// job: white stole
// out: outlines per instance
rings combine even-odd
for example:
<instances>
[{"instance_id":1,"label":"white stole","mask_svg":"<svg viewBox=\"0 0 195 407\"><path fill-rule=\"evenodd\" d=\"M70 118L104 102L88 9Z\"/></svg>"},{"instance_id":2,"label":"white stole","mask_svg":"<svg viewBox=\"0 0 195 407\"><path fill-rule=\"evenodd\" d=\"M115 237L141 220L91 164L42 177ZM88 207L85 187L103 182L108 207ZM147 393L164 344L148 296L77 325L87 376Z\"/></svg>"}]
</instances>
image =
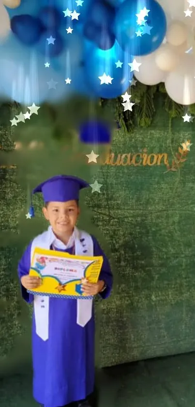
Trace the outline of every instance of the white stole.
<instances>
[{"instance_id":1,"label":"white stole","mask_svg":"<svg viewBox=\"0 0 195 407\"><path fill-rule=\"evenodd\" d=\"M87 232L79 230L75 227L74 236L75 254L93 256L93 243L91 236ZM49 250L53 242L53 233L51 227L49 226L46 231L36 236L32 241L31 261L35 247ZM68 299L67 300L68 301ZM76 302L76 323L84 327L91 318L93 300L78 299ZM34 310L36 333L43 341L46 341L49 338L49 297L34 295Z\"/></svg>"}]
</instances>

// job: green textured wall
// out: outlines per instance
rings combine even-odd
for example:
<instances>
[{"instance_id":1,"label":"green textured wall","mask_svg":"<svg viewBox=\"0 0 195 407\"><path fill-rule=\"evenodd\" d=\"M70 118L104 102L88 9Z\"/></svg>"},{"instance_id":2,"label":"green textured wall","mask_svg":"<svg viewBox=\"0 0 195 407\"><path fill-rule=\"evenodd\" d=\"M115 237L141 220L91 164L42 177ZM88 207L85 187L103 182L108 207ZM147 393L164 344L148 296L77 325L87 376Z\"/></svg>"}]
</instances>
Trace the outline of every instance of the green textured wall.
<instances>
[{"instance_id":1,"label":"green textured wall","mask_svg":"<svg viewBox=\"0 0 195 407\"><path fill-rule=\"evenodd\" d=\"M167 153L171 163L180 143L193 143L195 124L174 119L170 131L161 99L156 104L150 127L115 132L115 154L145 148L148 154ZM0 145L11 148L4 129L0 128ZM194 148L176 171L165 173L163 160L161 165L106 164L91 170L103 184L102 193L86 195L89 209L84 208L80 226L96 235L115 276L112 297L97 306L99 365L195 350ZM87 166L82 176L86 171ZM20 298L16 272L29 227L25 223L25 238L17 235L26 197L16 176L14 169L1 170L0 374L14 365L17 371L30 359L30 312Z\"/></svg>"}]
</instances>

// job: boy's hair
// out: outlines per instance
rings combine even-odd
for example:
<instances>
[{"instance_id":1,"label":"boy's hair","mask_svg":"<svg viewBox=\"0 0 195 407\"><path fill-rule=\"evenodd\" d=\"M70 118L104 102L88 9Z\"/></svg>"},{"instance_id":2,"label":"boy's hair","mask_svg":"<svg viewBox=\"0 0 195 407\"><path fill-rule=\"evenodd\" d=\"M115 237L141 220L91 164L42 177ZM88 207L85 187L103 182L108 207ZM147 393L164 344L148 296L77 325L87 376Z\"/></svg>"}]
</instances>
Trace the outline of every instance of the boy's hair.
<instances>
[{"instance_id":1,"label":"boy's hair","mask_svg":"<svg viewBox=\"0 0 195 407\"><path fill-rule=\"evenodd\" d=\"M77 206L78 206L79 204L79 201L78 199L75 199L74 200L75 201L75 202L76 202ZM44 203L44 206L45 207L45 208L47 208L47 206L48 206L48 205L49 203L49 202Z\"/></svg>"}]
</instances>

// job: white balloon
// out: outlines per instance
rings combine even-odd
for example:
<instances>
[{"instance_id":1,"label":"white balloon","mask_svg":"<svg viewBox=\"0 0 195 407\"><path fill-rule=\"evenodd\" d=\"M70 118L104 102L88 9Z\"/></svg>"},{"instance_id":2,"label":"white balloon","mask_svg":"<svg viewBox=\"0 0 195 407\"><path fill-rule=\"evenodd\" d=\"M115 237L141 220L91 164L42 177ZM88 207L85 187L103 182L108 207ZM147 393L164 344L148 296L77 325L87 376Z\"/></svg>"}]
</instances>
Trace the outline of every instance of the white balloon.
<instances>
[{"instance_id":1,"label":"white balloon","mask_svg":"<svg viewBox=\"0 0 195 407\"><path fill-rule=\"evenodd\" d=\"M173 20L183 21L187 26L193 25L195 22L195 13L193 9L191 17L186 17L184 11L189 8L187 0L157 0L166 14Z\"/></svg>"},{"instance_id":2,"label":"white balloon","mask_svg":"<svg viewBox=\"0 0 195 407\"><path fill-rule=\"evenodd\" d=\"M0 43L10 32L10 19L2 1L0 1Z\"/></svg>"},{"instance_id":3,"label":"white balloon","mask_svg":"<svg viewBox=\"0 0 195 407\"><path fill-rule=\"evenodd\" d=\"M182 21L173 21L168 27L166 39L172 45L181 45L187 37L188 28Z\"/></svg>"},{"instance_id":4,"label":"white balloon","mask_svg":"<svg viewBox=\"0 0 195 407\"><path fill-rule=\"evenodd\" d=\"M155 61L160 69L170 72L180 63L180 56L173 47L167 43L163 44L156 51Z\"/></svg>"},{"instance_id":5,"label":"white balloon","mask_svg":"<svg viewBox=\"0 0 195 407\"><path fill-rule=\"evenodd\" d=\"M195 103L195 57L185 54L177 67L166 77L165 84L173 100L182 105Z\"/></svg>"},{"instance_id":6,"label":"white balloon","mask_svg":"<svg viewBox=\"0 0 195 407\"><path fill-rule=\"evenodd\" d=\"M20 5L21 0L3 0L3 3L9 8L16 8Z\"/></svg>"},{"instance_id":7,"label":"white balloon","mask_svg":"<svg viewBox=\"0 0 195 407\"><path fill-rule=\"evenodd\" d=\"M156 85L165 78L165 72L159 69L155 63L156 52L148 55L135 57L137 62L142 65L139 72L134 71L135 78L145 85Z\"/></svg>"}]
</instances>

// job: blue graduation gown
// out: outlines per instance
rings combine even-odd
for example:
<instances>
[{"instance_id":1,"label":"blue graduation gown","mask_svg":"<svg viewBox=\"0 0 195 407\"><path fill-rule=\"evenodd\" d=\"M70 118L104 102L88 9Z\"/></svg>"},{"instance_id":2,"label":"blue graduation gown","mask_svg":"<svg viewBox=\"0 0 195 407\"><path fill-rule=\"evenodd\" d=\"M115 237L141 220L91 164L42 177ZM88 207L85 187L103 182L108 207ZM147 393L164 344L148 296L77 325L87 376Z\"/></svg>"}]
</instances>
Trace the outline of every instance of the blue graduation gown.
<instances>
[{"instance_id":1,"label":"blue graduation gown","mask_svg":"<svg viewBox=\"0 0 195 407\"><path fill-rule=\"evenodd\" d=\"M100 279L107 287L100 294L109 296L113 277L108 261L99 243L91 236L94 255L103 256ZM28 274L30 265L31 243L18 267L19 277ZM64 251L71 253L72 249ZM21 285L22 295L28 303L33 296ZM94 383L94 313L84 327L76 324L76 300L49 299L49 339L44 342L36 333L32 318L33 393L45 407L60 407L85 399L93 391Z\"/></svg>"}]
</instances>

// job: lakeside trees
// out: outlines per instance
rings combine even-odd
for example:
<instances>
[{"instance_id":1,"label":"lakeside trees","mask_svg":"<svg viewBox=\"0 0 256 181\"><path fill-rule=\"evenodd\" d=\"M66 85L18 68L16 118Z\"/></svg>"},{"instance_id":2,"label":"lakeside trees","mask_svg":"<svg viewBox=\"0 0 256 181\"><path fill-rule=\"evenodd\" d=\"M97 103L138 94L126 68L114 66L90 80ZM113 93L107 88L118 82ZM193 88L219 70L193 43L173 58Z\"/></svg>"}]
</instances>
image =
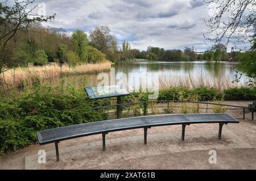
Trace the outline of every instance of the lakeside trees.
<instances>
[{"instance_id":1,"label":"lakeside trees","mask_svg":"<svg viewBox=\"0 0 256 181\"><path fill-rule=\"evenodd\" d=\"M26 57L23 52L20 54L16 54L18 58L14 58L13 54L16 53L14 49L18 48L18 34L26 32L33 23L47 22L55 17L55 15L43 16L34 13L37 6L34 2L15 0L12 6L7 2L0 3L0 74L18 65L19 62L16 61Z\"/></svg>"}]
</instances>

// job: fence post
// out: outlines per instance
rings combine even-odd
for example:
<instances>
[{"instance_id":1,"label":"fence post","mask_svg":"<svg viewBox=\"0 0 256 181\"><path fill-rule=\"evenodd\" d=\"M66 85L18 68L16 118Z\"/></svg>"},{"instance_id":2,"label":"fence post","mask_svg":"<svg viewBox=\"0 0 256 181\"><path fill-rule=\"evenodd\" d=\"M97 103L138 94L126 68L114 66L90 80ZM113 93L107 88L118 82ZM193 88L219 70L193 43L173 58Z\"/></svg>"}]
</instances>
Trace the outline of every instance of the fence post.
<instances>
[{"instance_id":1,"label":"fence post","mask_svg":"<svg viewBox=\"0 0 256 181\"><path fill-rule=\"evenodd\" d=\"M253 112L253 108L251 108L251 121L254 120L254 112Z\"/></svg>"},{"instance_id":2,"label":"fence post","mask_svg":"<svg viewBox=\"0 0 256 181\"><path fill-rule=\"evenodd\" d=\"M121 118L121 107L120 104L121 103L121 96L117 96L117 119Z\"/></svg>"},{"instance_id":3,"label":"fence post","mask_svg":"<svg viewBox=\"0 0 256 181\"><path fill-rule=\"evenodd\" d=\"M169 112L169 100L167 102L167 112Z\"/></svg>"}]
</instances>

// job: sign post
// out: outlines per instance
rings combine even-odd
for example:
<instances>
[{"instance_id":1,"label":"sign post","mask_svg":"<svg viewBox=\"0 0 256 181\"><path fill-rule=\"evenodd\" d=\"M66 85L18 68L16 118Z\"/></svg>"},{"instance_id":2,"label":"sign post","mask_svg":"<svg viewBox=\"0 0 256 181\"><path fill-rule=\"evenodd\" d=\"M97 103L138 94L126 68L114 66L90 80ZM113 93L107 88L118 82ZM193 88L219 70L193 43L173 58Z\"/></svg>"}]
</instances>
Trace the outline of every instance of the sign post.
<instances>
[{"instance_id":1,"label":"sign post","mask_svg":"<svg viewBox=\"0 0 256 181\"><path fill-rule=\"evenodd\" d=\"M117 116L121 118L121 96L130 95L123 85L112 85L100 87L85 87L85 92L90 99L97 99L117 97Z\"/></svg>"}]
</instances>

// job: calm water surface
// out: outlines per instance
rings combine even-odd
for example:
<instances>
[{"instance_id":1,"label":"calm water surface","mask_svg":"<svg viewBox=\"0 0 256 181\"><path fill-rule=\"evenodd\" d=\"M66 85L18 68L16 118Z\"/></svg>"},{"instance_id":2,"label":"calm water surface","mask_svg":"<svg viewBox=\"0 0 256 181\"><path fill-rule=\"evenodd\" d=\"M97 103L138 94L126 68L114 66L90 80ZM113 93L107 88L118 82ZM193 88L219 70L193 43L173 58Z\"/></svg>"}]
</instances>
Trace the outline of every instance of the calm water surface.
<instances>
[{"instance_id":1,"label":"calm water surface","mask_svg":"<svg viewBox=\"0 0 256 181\"><path fill-rule=\"evenodd\" d=\"M231 85L231 81L234 79L236 71L236 63L234 62L144 61L117 63L113 67L111 74L113 76L114 74L116 77L118 74L120 75L121 73L123 73L127 77L123 75L122 77L128 82L129 79L131 79L130 75L133 73L133 75L135 74L136 80L134 83L141 85L143 81L153 81L154 77L150 76L152 73L155 74L151 74L155 75L153 77L157 75L159 80L163 82L172 81L175 83L175 81L178 81L182 82L183 78L188 77L190 77L192 81L198 81L199 79L203 77L204 81L216 82L225 80L225 84L228 82ZM110 71L105 73L110 77ZM139 78L138 75L141 75ZM67 82L75 82L79 87L97 86L98 82L102 81L102 77L98 77L98 73L70 75L67 77ZM247 78L242 76L241 83L244 83L246 80ZM117 79L115 82L110 83L109 79L108 84L116 84L118 81ZM58 82L58 80L55 81Z\"/></svg>"}]
</instances>

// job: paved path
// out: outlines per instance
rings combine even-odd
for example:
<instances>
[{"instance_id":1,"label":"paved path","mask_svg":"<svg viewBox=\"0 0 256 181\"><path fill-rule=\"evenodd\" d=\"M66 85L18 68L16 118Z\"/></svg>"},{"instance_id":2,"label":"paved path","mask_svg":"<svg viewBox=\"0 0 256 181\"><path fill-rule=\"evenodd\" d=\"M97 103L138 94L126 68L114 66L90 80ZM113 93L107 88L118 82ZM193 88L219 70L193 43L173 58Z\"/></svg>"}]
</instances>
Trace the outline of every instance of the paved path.
<instances>
[{"instance_id":1,"label":"paved path","mask_svg":"<svg viewBox=\"0 0 256 181\"><path fill-rule=\"evenodd\" d=\"M195 131L200 125L192 125L191 130L187 131L185 141L181 141L181 131L175 131L148 134L147 145L143 145L143 136L141 134L117 138L111 138L113 136L110 136L110 138L106 138L106 151L105 152L102 151L101 141L66 148L62 148L60 145L60 162L55 161L55 151L52 150L46 153L46 164L38 163L38 155L26 157L25 169L88 169L143 157L199 150L204 150L206 153L201 161L209 164L209 155L207 153L210 150L254 149L253 146L227 129L227 126L224 126L222 140L220 140L217 138L217 124L201 125L204 129ZM53 144L52 149L54 149Z\"/></svg>"}]
</instances>

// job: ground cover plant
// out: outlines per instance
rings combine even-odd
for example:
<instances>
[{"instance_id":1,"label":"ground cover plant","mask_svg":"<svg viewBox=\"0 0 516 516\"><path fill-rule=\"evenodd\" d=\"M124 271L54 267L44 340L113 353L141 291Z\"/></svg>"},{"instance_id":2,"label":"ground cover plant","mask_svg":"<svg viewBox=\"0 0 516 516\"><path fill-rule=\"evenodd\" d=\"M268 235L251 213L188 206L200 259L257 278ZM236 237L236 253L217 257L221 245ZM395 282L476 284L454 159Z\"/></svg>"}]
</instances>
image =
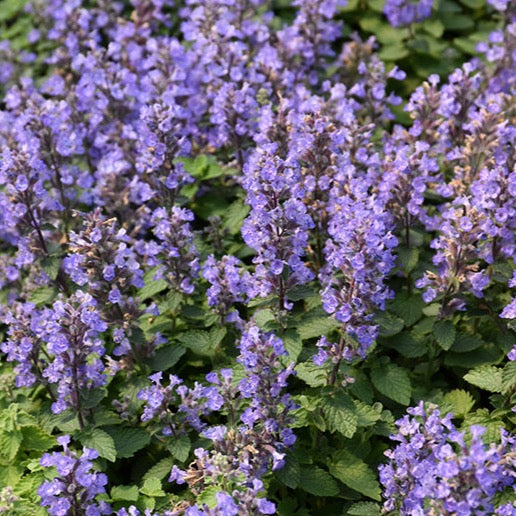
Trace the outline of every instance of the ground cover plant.
<instances>
[{"instance_id":1,"label":"ground cover plant","mask_svg":"<svg viewBox=\"0 0 516 516\"><path fill-rule=\"evenodd\" d=\"M514 515L504 0L0 2L0 512Z\"/></svg>"}]
</instances>

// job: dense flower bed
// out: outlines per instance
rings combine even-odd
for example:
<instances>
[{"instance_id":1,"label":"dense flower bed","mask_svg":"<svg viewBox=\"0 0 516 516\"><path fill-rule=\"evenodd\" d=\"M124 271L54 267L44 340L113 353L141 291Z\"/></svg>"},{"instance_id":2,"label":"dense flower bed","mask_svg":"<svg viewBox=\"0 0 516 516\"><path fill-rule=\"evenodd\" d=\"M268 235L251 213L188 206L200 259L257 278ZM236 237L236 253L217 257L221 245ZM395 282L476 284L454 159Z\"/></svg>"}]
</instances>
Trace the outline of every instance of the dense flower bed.
<instances>
[{"instance_id":1,"label":"dense flower bed","mask_svg":"<svg viewBox=\"0 0 516 516\"><path fill-rule=\"evenodd\" d=\"M0 512L516 514L516 12L464 4L424 80L342 0L5 24Z\"/></svg>"}]
</instances>

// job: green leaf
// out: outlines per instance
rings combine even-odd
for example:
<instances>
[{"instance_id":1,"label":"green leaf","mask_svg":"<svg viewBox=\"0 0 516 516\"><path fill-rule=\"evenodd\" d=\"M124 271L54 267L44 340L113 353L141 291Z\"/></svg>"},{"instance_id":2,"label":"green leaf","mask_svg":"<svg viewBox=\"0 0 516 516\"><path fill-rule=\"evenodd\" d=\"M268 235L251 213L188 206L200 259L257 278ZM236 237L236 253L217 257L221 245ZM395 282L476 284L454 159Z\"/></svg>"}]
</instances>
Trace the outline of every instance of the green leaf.
<instances>
[{"instance_id":1,"label":"green leaf","mask_svg":"<svg viewBox=\"0 0 516 516\"><path fill-rule=\"evenodd\" d=\"M276 318L274 312L270 308L264 308L263 310L257 310L254 313L253 319L261 329L266 329L269 323L274 323Z\"/></svg>"},{"instance_id":2,"label":"green leaf","mask_svg":"<svg viewBox=\"0 0 516 516\"><path fill-rule=\"evenodd\" d=\"M196 502L201 507L207 505L210 509L215 509L217 506L217 493L220 493L220 491L220 487L209 486L197 497Z\"/></svg>"},{"instance_id":3,"label":"green leaf","mask_svg":"<svg viewBox=\"0 0 516 516\"><path fill-rule=\"evenodd\" d=\"M376 29L375 36L380 43L388 45L389 43L399 43L408 38L409 31L402 27L393 27L389 23L382 23Z\"/></svg>"},{"instance_id":4,"label":"green leaf","mask_svg":"<svg viewBox=\"0 0 516 516\"><path fill-rule=\"evenodd\" d=\"M483 440L486 443L496 443L500 441L500 428L505 428L503 421L492 418L487 409L479 409L470 412L464 419L462 430L468 430L471 425L481 425L486 428Z\"/></svg>"},{"instance_id":5,"label":"green leaf","mask_svg":"<svg viewBox=\"0 0 516 516\"><path fill-rule=\"evenodd\" d=\"M371 369L371 381L381 394L391 400L402 405L410 403L412 386L406 369L395 364L375 366Z\"/></svg>"},{"instance_id":6,"label":"green leaf","mask_svg":"<svg viewBox=\"0 0 516 516\"><path fill-rule=\"evenodd\" d=\"M374 502L354 503L347 511L346 516L380 516L381 507Z\"/></svg>"},{"instance_id":7,"label":"green leaf","mask_svg":"<svg viewBox=\"0 0 516 516\"><path fill-rule=\"evenodd\" d=\"M475 22L465 14L450 14L442 21L446 30L463 31L475 26Z\"/></svg>"},{"instance_id":8,"label":"green leaf","mask_svg":"<svg viewBox=\"0 0 516 516\"><path fill-rule=\"evenodd\" d=\"M444 357L444 363L447 366L471 369L497 362L502 356L503 353L500 351L500 348L494 345L485 344L468 353L448 352Z\"/></svg>"},{"instance_id":9,"label":"green leaf","mask_svg":"<svg viewBox=\"0 0 516 516\"><path fill-rule=\"evenodd\" d=\"M396 252L405 273L412 272L419 262L419 250L415 247L399 247Z\"/></svg>"},{"instance_id":10,"label":"green leaf","mask_svg":"<svg viewBox=\"0 0 516 516\"><path fill-rule=\"evenodd\" d=\"M343 392L325 397L321 402L328 430L351 439L357 429L357 416L352 399Z\"/></svg>"},{"instance_id":11,"label":"green leaf","mask_svg":"<svg viewBox=\"0 0 516 516\"><path fill-rule=\"evenodd\" d=\"M29 296L29 301L35 305L46 305L57 296L57 290L53 287L40 287Z\"/></svg>"},{"instance_id":12,"label":"green leaf","mask_svg":"<svg viewBox=\"0 0 516 516\"><path fill-rule=\"evenodd\" d=\"M303 362L296 366L298 378L303 380L310 387L322 387L326 385L326 372L320 366L316 366L313 362Z\"/></svg>"},{"instance_id":13,"label":"green leaf","mask_svg":"<svg viewBox=\"0 0 516 516\"><path fill-rule=\"evenodd\" d=\"M106 395L106 389L88 389L81 393L81 405L85 409L97 407Z\"/></svg>"},{"instance_id":14,"label":"green leaf","mask_svg":"<svg viewBox=\"0 0 516 516\"><path fill-rule=\"evenodd\" d=\"M498 367L484 365L464 375L464 380L476 387L490 392L502 392L502 370Z\"/></svg>"},{"instance_id":15,"label":"green leaf","mask_svg":"<svg viewBox=\"0 0 516 516\"><path fill-rule=\"evenodd\" d=\"M41 260L41 267L51 280L55 280L59 273L61 261L56 256L47 256Z\"/></svg>"},{"instance_id":16,"label":"green leaf","mask_svg":"<svg viewBox=\"0 0 516 516\"><path fill-rule=\"evenodd\" d=\"M339 492L337 483L331 478L331 475L316 466L305 466L301 469L299 487L315 496L335 496Z\"/></svg>"},{"instance_id":17,"label":"green leaf","mask_svg":"<svg viewBox=\"0 0 516 516\"><path fill-rule=\"evenodd\" d=\"M378 52L378 57L382 61L398 61L408 55L409 51L401 43L385 45L385 47Z\"/></svg>"},{"instance_id":18,"label":"green leaf","mask_svg":"<svg viewBox=\"0 0 516 516\"><path fill-rule=\"evenodd\" d=\"M210 334L204 330L191 330L178 335L177 340L196 355L211 357L215 354Z\"/></svg>"},{"instance_id":19,"label":"green leaf","mask_svg":"<svg viewBox=\"0 0 516 516\"><path fill-rule=\"evenodd\" d=\"M188 459L191 446L190 438L187 435L182 435L169 442L168 450L178 461L184 462Z\"/></svg>"},{"instance_id":20,"label":"green leaf","mask_svg":"<svg viewBox=\"0 0 516 516\"><path fill-rule=\"evenodd\" d=\"M382 26L382 20L377 14L365 12L359 18L358 24L360 25L360 28L366 32L377 33L378 29Z\"/></svg>"},{"instance_id":21,"label":"green leaf","mask_svg":"<svg viewBox=\"0 0 516 516\"><path fill-rule=\"evenodd\" d=\"M502 371L502 393L507 394L516 388L516 361L507 362Z\"/></svg>"},{"instance_id":22,"label":"green leaf","mask_svg":"<svg viewBox=\"0 0 516 516\"><path fill-rule=\"evenodd\" d=\"M451 350L455 353L467 353L473 351L484 344L484 341L475 335L469 335L467 333L459 333L455 337Z\"/></svg>"},{"instance_id":23,"label":"green leaf","mask_svg":"<svg viewBox=\"0 0 516 516\"><path fill-rule=\"evenodd\" d=\"M354 400L354 404L358 427L372 426L382 417L381 403L367 405L362 401Z\"/></svg>"},{"instance_id":24,"label":"green leaf","mask_svg":"<svg viewBox=\"0 0 516 516\"><path fill-rule=\"evenodd\" d=\"M403 330L403 321L388 312L378 314L375 321L380 325L380 335L382 337L392 337Z\"/></svg>"},{"instance_id":25,"label":"green leaf","mask_svg":"<svg viewBox=\"0 0 516 516\"><path fill-rule=\"evenodd\" d=\"M448 351L455 342L455 326L451 321L436 321L434 337L437 344Z\"/></svg>"},{"instance_id":26,"label":"green leaf","mask_svg":"<svg viewBox=\"0 0 516 516\"><path fill-rule=\"evenodd\" d=\"M483 2L484 0L481 1ZM428 32L428 34L434 36L435 38L440 38L443 35L444 25L440 20L429 18L425 20L421 26L425 32Z\"/></svg>"},{"instance_id":27,"label":"green leaf","mask_svg":"<svg viewBox=\"0 0 516 516\"><path fill-rule=\"evenodd\" d=\"M330 473L343 484L373 500L381 500L380 484L376 473L358 457L346 450L336 454L329 465Z\"/></svg>"},{"instance_id":28,"label":"green leaf","mask_svg":"<svg viewBox=\"0 0 516 516\"><path fill-rule=\"evenodd\" d=\"M153 498L166 495L161 487L161 480L158 478L147 478L144 480L143 486L140 488L140 493Z\"/></svg>"},{"instance_id":29,"label":"green leaf","mask_svg":"<svg viewBox=\"0 0 516 516\"><path fill-rule=\"evenodd\" d=\"M193 177L202 177L208 168L208 156L201 154L195 158L181 158L178 161L182 162L185 170Z\"/></svg>"},{"instance_id":30,"label":"green leaf","mask_svg":"<svg viewBox=\"0 0 516 516\"><path fill-rule=\"evenodd\" d=\"M291 301L300 301L317 296L317 291L308 285L296 285L287 292L287 298Z\"/></svg>"},{"instance_id":31,"label":"green leaf","mask_svg":"<svg viewBox=\"0 0 516 516\"><path fill-rule=\"evenodd\" d=\"M412 333L403 332L382 342L407 358L422 357L427 351L424 338L416 338Z\"/></svg>"},{"instance_id":32,"label":"green leaf","mask_svg":"<svg viewBox=\"0 0 516 516\"><path fill-rule=\"evenodd\" d=\"M242 223L249 214L250 209L250 206L244 204L241 199L232 203L223 217L224 227L227 228L232 235L236 235L240 231Z\"/></svg>"},{"instance_id":33,"label":"green leaf","mask_svg":"<svg viewBox=\"0 0 516 516\"><path fill-rule=\"evenodd\" d=\"M56 445L54 437L38 426L26 426L21 429L23 447L26 450L47 451Z\"/></svg>"},{"instance_id":34,"label":"green leaf","mask_svg":"<svg viewBox=\"0 0 516 516\"><path fill-rule=\"evenodd\" d=\"M0 430L0 456L5 457L9 462L13 461L20 449L22 440L23 434L18 430L11 432Z\"/></svg>"},{"instance_id":35,"label":"green leaf","mask_svg":"<svg viewBox=\"0 0 516 516\"><path fill-rule=\"evenodd\" d=\"M302 319L297 331L303 340L307 340L326 335L339 326L340 323L329 316L308 316Z\"/></svg>"},{"instance_id":36,"label":"green leaf","mask_svg":"<svg viewBox=\"0 0 516 516\"><path fill-rule=\"evenodd\" d=\"M103 457L110 462L115 462L115 441L107 432L104 432L104 430L94 428L89 432L80 434L79 440L83 446L97 450L100 457Z\"/></svg>"},{"instance_id":37,"label":"green leaf","mask_svg":"<svg viewBox=\"0 0 516 516\"><path fill-rule=\"evenodd\" d=\"M174 459L172 457L165 457L158 463L154 464L152 468L147 470L147 473L143 475L143 480L147 480L148 478L157 478L158 480L163 480L167 475L170 474L173 465Z\"/></svg>"},{"instance_id":38,"label":"green leaf","mask_svg":"<svg viewBox=\"0 0 516 516\"><path fill-rule=\"evenodd\" d=\"M111 489L111 500L114 502L138 500L138 486L114 486Z\"/></svg>"},{"instance_id":39,"label":"green leaf","mask_svg":"<svg viewBox=\"0 0 516 516\"><path fill-rule=\"evenodd\" d=\"M141 288L138 293L138 298L140 301L145 301L146 299L153 298L156 294L163 292L163 290L167 288L169 288L169 285L164 279L146 281L145 286Z\"/></svg>"},{"instance_id":40,"label":"green leaf","mask_svg":"<svg viewBox=\"0 0 516 516\"><path fill-rule=\"evenodd\" d=\"M455 389L445 394L443 398L443 413L453 412L457 417L464 417L475 405L475 400L469 392Z\"/></svg>"},{"instance_id":41,"label":"green leaf","mask_svg":"<svg viewBox=\"0 0 516 516\"><path fill-rule=\"evenodd\" d=\"M185 353L186 349L183 346L165 345L158 348L154 356L147 360L147 363L153 371L166 371L175 366Z\"/></svg>"},{"instance_id":42,"label":"green leaf","mask_svg":"<svg viewBox=\"0 0 516 516\"><path fill-rule=\"evenodd\" d=\"M150 443L150 435L143 428L111 426L106 431L113 439L116 455L120 459L132 457Z\"/></svg>"},{"instance_id":43,"label":"green leaf","mask_svg":"<svg viewBox=\"0 0 516 516\"><path fill-rule=\"evenodd\" d=\"M295 362L303 349L303 342L299 333L295 330L287 330L283 336L283 343L285 344L285 350L288 353L286 361L288 363Z\"/></svg>"}]
</instances>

----

Task brief> Reproduce verbatim the data from its first line through the line containing "Trace the outline of every instance of the white stole.", with both of those lines included. Omit the pictures from your reproduction.

Exercise solution>
// job: white stole
// out: outlines per instance
rings combine even-odd
for example:
<instances>
[{"instance_id":1,"label":"white stole","mask_svg":"<svg viewBox=\"0 0 195 407\"><path fill-rule=\"evenodd\" d=\"M70 118L104 102L88 9Z\"/></svg>"},{"instance_id":2,"label":"white stole","mask_svg":"<svg viewBox=\"0 0 195 407\"><path fill-rule=\"evenodd\" d=\"M115 237L141 220L91 164L42 177ZM88 207L85 187L103 182L108 207ZM147 393L164 344L148 296L77 325L87 376Z\"/></svg>"}]
</instances>
image =
Trace the outline of every instance of the white stole.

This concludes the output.